■ To do ■
Going line by line through the data below, report how many lines include the word "gets", with nothing added.

Data for analysis: Begin

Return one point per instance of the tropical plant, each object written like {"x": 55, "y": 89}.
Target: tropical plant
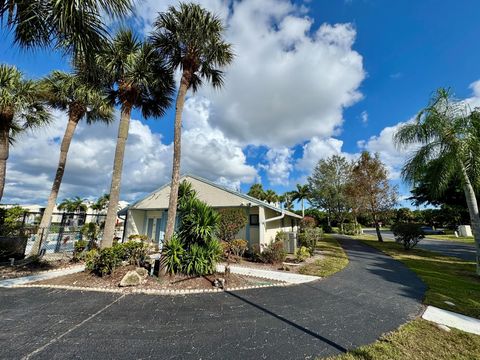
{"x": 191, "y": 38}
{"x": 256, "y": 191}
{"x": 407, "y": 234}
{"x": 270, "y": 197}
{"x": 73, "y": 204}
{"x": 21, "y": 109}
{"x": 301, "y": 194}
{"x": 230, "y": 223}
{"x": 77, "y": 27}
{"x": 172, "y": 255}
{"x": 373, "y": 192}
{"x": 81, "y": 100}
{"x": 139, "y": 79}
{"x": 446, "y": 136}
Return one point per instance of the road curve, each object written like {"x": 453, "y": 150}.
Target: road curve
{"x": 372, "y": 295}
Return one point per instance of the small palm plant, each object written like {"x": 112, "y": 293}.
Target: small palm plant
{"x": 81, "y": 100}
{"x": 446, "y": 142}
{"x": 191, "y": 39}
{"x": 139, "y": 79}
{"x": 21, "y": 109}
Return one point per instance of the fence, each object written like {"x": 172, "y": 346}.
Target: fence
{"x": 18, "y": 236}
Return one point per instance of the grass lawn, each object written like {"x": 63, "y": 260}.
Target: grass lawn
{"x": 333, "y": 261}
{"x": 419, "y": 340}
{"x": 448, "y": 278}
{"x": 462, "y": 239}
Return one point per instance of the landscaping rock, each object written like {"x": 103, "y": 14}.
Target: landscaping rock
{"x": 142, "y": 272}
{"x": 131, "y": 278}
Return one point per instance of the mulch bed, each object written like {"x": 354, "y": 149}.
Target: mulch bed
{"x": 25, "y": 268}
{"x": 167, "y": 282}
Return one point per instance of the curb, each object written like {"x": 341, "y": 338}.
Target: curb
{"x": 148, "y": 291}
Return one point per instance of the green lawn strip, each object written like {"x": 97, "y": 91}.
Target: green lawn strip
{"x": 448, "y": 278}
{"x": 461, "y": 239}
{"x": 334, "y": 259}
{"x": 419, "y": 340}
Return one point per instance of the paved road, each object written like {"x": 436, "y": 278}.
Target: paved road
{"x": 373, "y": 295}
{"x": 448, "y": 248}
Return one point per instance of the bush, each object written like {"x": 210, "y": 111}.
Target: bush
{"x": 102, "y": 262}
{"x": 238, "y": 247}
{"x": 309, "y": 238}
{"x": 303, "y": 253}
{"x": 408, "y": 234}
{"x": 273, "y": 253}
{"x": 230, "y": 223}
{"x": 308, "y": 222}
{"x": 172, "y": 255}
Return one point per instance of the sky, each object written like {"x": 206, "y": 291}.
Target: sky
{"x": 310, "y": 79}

Data for analysis: End
Data for analysis: Begin

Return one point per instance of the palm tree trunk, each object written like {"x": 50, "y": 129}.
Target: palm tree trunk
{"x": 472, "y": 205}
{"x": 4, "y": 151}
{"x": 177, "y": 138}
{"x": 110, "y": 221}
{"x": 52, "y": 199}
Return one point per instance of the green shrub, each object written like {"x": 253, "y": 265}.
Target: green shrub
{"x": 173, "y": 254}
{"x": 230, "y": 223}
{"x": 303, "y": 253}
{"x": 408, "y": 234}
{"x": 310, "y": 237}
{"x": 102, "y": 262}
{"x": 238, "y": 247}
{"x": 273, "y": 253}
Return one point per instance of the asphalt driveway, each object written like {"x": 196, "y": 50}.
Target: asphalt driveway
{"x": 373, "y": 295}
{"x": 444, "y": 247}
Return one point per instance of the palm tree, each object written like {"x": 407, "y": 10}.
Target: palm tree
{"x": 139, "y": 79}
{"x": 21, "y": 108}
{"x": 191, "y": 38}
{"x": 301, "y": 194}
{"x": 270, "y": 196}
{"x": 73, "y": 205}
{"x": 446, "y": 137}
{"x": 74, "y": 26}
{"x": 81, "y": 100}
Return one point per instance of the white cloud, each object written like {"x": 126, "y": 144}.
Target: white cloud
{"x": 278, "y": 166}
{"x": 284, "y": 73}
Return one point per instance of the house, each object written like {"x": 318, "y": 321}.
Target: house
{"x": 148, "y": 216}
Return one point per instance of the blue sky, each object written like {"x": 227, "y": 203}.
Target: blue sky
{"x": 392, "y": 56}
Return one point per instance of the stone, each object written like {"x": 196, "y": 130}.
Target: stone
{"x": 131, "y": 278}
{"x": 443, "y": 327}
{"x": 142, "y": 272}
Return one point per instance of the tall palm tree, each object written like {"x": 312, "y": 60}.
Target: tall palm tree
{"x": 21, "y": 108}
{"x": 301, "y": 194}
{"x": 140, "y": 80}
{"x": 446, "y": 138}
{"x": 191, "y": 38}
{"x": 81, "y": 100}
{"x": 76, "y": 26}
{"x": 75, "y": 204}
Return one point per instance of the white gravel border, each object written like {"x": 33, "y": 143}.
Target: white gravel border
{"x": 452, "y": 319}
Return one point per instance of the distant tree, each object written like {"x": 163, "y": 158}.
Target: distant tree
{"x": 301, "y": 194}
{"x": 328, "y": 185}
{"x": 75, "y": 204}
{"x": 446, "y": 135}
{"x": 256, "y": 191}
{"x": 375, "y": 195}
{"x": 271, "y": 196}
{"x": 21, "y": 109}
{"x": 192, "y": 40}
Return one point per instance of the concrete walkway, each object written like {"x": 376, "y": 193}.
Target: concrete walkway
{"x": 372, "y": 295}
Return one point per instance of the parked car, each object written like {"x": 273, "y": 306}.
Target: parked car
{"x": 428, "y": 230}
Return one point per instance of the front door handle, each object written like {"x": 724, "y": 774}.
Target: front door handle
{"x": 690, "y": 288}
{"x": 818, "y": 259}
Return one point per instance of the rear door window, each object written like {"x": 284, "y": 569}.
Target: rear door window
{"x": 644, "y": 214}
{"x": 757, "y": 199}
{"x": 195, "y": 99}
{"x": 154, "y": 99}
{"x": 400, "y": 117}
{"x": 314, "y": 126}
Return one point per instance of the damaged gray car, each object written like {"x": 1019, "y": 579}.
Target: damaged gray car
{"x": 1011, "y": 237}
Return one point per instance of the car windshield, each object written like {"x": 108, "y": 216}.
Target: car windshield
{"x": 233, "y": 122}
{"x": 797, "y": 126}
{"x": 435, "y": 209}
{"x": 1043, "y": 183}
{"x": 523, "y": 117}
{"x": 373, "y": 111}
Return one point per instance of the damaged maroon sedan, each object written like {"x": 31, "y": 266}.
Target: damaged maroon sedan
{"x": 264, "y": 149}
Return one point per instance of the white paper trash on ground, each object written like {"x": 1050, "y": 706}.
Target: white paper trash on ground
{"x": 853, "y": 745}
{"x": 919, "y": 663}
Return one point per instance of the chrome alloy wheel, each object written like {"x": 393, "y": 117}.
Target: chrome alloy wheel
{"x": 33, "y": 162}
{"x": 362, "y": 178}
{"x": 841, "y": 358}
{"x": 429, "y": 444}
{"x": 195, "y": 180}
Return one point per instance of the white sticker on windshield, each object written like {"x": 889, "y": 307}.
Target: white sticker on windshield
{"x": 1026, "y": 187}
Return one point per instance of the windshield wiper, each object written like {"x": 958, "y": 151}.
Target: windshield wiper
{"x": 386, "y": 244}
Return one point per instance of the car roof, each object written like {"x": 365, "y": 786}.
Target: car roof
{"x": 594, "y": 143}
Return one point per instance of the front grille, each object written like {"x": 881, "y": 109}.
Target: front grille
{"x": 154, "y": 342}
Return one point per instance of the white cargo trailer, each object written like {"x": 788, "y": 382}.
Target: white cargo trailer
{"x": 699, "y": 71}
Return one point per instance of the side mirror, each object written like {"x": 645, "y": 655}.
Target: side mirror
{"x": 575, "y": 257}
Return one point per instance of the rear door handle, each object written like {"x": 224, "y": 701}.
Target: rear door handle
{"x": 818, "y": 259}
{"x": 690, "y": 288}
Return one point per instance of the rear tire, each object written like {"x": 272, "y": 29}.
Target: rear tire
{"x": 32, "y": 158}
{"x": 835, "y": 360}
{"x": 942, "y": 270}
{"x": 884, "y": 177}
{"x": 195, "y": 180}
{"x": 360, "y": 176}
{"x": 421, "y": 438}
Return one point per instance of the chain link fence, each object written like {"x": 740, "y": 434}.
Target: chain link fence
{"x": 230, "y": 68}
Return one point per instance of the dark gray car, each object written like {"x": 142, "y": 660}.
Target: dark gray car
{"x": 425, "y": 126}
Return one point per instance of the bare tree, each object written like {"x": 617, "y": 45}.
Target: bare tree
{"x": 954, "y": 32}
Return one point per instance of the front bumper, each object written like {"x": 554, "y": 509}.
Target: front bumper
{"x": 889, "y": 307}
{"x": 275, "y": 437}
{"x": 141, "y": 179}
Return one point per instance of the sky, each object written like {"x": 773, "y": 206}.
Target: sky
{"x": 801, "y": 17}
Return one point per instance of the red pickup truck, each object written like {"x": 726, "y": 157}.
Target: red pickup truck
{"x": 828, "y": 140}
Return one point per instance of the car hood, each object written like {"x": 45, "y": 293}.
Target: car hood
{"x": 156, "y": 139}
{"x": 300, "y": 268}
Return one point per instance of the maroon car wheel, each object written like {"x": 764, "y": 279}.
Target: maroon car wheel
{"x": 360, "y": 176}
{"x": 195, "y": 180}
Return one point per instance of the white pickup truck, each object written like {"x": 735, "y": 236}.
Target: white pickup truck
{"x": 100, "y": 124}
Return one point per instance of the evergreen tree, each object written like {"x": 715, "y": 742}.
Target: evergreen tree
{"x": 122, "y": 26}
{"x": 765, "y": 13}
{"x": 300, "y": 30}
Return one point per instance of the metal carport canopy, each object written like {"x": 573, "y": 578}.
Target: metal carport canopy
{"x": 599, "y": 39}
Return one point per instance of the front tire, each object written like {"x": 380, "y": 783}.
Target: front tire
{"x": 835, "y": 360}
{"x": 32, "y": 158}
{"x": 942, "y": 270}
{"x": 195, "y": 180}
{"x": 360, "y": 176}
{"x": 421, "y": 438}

Data for analysis: End
Data for analysis: Begin

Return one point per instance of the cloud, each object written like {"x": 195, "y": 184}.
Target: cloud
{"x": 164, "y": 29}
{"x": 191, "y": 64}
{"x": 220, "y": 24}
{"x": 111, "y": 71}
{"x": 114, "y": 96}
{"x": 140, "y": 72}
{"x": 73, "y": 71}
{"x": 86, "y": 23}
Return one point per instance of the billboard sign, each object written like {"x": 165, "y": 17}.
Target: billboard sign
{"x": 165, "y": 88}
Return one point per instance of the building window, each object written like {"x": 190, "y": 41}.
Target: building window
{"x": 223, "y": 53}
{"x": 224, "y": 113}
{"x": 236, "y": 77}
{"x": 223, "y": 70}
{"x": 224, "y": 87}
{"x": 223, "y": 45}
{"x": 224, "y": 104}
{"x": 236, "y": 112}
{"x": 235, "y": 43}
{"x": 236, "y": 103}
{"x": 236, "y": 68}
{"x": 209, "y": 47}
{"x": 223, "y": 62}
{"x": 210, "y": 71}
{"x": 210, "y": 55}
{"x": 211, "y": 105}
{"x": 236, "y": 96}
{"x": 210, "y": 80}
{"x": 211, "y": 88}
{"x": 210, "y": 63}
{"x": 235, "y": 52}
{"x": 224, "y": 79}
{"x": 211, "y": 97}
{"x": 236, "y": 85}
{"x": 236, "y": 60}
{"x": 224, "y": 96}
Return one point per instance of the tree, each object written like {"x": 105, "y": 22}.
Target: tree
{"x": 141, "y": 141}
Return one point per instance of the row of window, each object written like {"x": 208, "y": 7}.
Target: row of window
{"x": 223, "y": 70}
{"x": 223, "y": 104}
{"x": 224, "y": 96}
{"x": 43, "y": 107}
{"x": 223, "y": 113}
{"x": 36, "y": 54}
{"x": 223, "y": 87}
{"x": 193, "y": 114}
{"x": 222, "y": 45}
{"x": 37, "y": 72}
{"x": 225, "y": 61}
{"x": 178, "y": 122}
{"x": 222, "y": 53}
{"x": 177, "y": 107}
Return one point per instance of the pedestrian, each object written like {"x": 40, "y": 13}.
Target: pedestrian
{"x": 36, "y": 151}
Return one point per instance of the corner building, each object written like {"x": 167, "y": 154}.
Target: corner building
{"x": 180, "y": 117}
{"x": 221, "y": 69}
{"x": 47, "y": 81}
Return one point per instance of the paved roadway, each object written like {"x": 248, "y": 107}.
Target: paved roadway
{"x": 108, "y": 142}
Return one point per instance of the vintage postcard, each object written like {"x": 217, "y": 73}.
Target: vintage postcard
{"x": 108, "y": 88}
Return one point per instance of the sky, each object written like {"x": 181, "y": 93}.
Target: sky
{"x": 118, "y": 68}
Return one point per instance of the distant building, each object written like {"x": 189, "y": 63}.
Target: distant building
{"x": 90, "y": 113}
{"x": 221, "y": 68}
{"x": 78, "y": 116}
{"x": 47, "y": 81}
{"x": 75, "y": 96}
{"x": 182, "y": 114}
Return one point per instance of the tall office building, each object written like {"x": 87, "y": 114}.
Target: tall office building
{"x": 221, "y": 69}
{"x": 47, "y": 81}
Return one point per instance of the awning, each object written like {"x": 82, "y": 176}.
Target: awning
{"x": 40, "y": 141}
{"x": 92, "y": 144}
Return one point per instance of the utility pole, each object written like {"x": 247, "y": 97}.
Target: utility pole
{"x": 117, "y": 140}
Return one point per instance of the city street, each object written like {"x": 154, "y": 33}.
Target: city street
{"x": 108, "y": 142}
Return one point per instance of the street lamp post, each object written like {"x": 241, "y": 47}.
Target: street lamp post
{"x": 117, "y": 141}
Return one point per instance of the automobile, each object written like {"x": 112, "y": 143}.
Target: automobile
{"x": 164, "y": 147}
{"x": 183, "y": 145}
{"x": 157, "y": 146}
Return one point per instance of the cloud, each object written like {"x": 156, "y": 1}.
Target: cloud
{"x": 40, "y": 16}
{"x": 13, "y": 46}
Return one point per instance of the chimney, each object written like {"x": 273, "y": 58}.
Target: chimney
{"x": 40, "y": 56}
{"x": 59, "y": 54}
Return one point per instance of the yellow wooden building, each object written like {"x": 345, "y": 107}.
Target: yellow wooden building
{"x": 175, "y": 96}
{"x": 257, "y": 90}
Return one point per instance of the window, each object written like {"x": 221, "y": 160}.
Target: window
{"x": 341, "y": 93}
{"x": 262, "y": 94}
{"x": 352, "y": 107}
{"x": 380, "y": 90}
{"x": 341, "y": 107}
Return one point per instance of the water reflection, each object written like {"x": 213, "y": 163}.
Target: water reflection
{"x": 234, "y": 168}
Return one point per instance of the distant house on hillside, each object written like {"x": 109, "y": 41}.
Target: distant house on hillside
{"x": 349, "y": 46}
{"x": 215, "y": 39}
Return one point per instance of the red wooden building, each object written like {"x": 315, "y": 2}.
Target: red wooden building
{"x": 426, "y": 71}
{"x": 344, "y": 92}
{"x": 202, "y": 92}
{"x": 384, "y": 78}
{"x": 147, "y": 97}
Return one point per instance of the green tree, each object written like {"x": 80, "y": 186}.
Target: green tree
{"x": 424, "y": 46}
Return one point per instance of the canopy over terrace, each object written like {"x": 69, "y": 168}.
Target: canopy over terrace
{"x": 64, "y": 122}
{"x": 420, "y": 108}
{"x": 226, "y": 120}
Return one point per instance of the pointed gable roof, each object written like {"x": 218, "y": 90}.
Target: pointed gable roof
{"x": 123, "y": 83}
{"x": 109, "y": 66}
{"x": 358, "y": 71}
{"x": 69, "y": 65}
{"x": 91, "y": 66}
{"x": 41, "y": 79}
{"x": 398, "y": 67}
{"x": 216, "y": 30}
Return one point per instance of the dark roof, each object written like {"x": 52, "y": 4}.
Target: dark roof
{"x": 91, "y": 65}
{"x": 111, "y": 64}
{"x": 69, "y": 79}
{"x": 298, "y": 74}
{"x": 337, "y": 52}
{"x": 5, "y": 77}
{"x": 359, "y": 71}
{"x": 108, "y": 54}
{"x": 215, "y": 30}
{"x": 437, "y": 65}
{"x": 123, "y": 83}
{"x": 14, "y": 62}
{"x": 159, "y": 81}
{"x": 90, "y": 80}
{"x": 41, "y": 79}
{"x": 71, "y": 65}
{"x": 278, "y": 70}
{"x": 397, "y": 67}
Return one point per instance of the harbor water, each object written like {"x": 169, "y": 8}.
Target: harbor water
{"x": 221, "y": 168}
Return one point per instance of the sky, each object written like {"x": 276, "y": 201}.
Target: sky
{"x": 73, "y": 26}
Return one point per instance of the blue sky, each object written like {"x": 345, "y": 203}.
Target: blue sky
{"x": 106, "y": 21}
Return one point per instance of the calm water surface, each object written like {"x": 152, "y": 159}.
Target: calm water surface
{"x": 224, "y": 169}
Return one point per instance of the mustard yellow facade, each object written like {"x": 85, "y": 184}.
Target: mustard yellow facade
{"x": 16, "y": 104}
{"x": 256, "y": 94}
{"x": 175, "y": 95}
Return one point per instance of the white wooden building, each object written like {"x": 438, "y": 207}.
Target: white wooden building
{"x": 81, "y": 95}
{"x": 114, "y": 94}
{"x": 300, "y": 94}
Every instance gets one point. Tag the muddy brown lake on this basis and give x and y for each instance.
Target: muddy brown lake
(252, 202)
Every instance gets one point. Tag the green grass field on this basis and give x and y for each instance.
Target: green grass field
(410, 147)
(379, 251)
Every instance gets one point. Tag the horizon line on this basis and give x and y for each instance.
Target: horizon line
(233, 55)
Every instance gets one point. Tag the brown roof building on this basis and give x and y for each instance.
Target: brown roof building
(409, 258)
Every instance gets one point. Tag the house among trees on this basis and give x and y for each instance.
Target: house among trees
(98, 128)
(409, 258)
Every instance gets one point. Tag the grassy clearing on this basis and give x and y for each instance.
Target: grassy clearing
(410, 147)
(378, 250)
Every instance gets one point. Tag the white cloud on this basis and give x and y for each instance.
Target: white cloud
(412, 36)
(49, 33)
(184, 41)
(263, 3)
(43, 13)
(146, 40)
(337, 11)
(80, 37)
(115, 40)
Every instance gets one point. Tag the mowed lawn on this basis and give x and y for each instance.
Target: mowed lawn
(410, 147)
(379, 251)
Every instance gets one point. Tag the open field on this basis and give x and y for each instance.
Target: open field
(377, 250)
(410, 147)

Data for analysis: End

■ Task response ■
9